Records for processing:
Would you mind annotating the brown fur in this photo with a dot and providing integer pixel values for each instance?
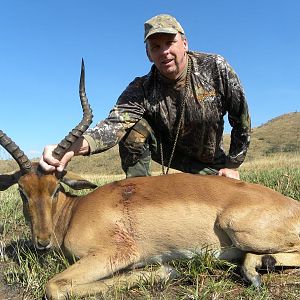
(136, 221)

--

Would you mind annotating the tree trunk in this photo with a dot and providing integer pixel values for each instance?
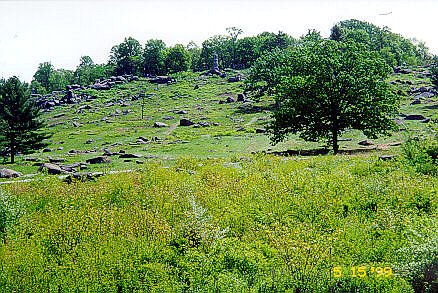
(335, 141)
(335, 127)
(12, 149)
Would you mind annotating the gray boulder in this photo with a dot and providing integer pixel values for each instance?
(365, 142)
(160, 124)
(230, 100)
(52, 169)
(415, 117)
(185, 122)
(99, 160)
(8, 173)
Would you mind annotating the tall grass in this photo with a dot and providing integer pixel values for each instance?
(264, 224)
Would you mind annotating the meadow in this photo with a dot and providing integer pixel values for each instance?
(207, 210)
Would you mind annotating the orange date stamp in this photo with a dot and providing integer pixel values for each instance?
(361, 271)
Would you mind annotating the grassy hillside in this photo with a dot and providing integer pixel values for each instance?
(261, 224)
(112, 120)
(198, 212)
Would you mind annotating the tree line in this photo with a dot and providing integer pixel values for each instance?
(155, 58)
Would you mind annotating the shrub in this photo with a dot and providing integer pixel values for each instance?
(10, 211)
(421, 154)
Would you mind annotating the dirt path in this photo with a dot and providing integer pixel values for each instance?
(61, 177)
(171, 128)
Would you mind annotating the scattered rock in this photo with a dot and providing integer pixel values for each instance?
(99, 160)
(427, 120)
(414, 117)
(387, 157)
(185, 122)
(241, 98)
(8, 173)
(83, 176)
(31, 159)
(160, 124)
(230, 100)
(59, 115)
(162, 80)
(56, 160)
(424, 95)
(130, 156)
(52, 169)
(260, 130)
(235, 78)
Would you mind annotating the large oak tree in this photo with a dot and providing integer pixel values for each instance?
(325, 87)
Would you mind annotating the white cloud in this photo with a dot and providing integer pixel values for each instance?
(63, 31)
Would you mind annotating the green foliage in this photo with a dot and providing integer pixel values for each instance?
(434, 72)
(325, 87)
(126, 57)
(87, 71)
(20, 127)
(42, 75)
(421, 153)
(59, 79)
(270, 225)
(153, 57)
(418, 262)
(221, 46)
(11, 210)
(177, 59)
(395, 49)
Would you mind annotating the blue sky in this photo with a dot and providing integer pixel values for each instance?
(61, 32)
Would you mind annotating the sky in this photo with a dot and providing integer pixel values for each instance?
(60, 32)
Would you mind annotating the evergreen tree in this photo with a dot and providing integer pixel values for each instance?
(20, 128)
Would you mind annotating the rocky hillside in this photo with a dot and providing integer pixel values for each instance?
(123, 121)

Exercise:
How many lines of the listing above contain the string "hillside"? Case counts. Give only the number.

Answer below:
2